**DATA FOR THIS TASK**
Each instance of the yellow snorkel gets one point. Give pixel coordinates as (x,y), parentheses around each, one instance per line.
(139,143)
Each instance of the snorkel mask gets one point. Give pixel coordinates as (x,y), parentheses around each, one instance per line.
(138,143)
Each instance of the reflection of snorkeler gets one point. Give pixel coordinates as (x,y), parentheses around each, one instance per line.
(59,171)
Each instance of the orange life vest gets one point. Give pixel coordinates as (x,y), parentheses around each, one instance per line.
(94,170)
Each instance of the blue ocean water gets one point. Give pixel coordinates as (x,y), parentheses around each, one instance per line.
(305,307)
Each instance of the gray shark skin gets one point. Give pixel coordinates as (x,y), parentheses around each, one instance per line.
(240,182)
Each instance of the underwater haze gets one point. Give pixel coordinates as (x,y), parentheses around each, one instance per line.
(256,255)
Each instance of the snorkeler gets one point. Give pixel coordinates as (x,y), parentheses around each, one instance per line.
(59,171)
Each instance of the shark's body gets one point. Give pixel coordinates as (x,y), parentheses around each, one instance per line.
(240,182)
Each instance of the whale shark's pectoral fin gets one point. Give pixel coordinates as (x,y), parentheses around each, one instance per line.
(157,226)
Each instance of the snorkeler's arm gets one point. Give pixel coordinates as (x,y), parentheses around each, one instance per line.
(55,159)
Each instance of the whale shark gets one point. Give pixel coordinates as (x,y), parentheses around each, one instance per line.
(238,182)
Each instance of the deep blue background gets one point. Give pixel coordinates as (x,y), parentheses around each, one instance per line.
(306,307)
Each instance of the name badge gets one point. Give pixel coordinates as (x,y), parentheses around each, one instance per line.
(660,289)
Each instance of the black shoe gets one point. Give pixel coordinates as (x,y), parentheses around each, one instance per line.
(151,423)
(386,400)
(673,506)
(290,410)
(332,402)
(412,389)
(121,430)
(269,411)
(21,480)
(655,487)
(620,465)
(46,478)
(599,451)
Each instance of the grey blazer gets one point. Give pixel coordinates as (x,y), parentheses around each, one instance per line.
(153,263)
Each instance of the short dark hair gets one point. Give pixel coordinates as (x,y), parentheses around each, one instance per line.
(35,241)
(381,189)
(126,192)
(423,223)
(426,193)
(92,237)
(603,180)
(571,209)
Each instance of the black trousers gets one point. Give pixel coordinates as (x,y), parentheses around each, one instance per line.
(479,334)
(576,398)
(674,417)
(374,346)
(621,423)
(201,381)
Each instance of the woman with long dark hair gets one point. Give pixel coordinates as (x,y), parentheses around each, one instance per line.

**EXERCISE OBJECTIVE**
Give all of the entries again, exactly.

**SOLUTION**
Each instance of the yellow snorkel gets one point. Give pixel coordinates as (x,y), parentheses around each, one instance per line.
(139,143)
Each instance of the snorkel mask gets one point. Give pixel coordinates as (x,y), parentheses around each, one instance per line.
(138,143)
Each instance of the reflection of snorkeler gets one point. Give pixel coordinates as (x,y), parentheses around each, one instance per line.
(59,171)
Each instance of the orange life vest gets one point. Give pixel coordinates as (x,y), parentheses around each, one instance per line.
(94,170)
Each instance of the blue ocean water gets one point. Give pixel coordinates as (x,y), parentheses around each, one instance per line.
(305,307)
Each instance of the gray shark skin gets one point. Give pixel coordinates as (x,y), parentheses around each, one instance per line.
(240,182)
Each instance of the underwater haze gets one point. Give pixel coordinates as (x,y), parentheses around each, one instance per line.
(256,255)
Each instance of the snorkeler gets one point. Give pixel coordinates as (x,y), parentheses around each, one instance per line.
(59,171)
Each instance of the shark's body gets one point. Give pixel coordinates as (x,y), parentheses around each, one instance per line.
(240,182)
Each instance of the whale shark's pectoral fin gets one point. Give pixel coordinates as (x,y), parentheses around each, one instance per line.
(157,226)
Each instance of the snorkeler's arm gets one point. Give pixel coordinates as (x,y), parentheses around each, one instance per line.
(55,159)
Each instance of the whale shark gets one point. Give pixel coordinates as (x,y), parentheses around each, one instance per line.
(238,182)
Each instance of the deep blue background gets one point. Give pixel coordinates as (x,y), parentheses around each, one instance per line.
(306,307)
Each instance of the name badge gets one point. Give pixel coordinates as (x,y), parentheses around each, one instance per line.
(660,289)
Each instance of the black shoe gets one point. Give pixel coordinates as (x,y), parentheses around each, one instance per line.
(151,423)
(386,400)
(673,506)
(290,410)
(332,402)
(412,389)
(121,430)
(269,411)
(21,480)
(655,487)
(620,465)
(46,478)
(599,451)
Each instance of the grey blazer gets one point. Give pixel coordinates as (x,y), parentheses around each, one instance per line.
(153,263)
Each instance of the short dark hair gets one point. Give pixel coordinates as (x,y), parentheses around each, one instance per line.
(35,241)
(381,189)
(126,192)
(423,223)
(426,193)
(92,237)
(603,180)
(571,209)
Each instance of the black trousers gets one point. Give pixel coordinates as (x,y), parentheses around each, one instance per line.
(479,334)
(576,398)
(674,417)
(374,346)
(621,423)
(201,381)
Each instance of the woman with long dark hair gets one point. Give pixel coordinates as (x,y), parentheses around each, one instance per line.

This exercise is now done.